INSTRUCTIONS TO FOLLOW ▸ Which lines in the data below contain the word "young"? Pull each of them out.

RECORDS PROVIDED ▸
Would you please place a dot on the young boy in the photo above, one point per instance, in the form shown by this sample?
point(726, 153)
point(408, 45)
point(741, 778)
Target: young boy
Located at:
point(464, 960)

SOLUTION FOR THIS EXERCISE ▸
Would you please place a dot on the young boy in the photo above, one point per instance, in the form shown by this sample?
Target: young boy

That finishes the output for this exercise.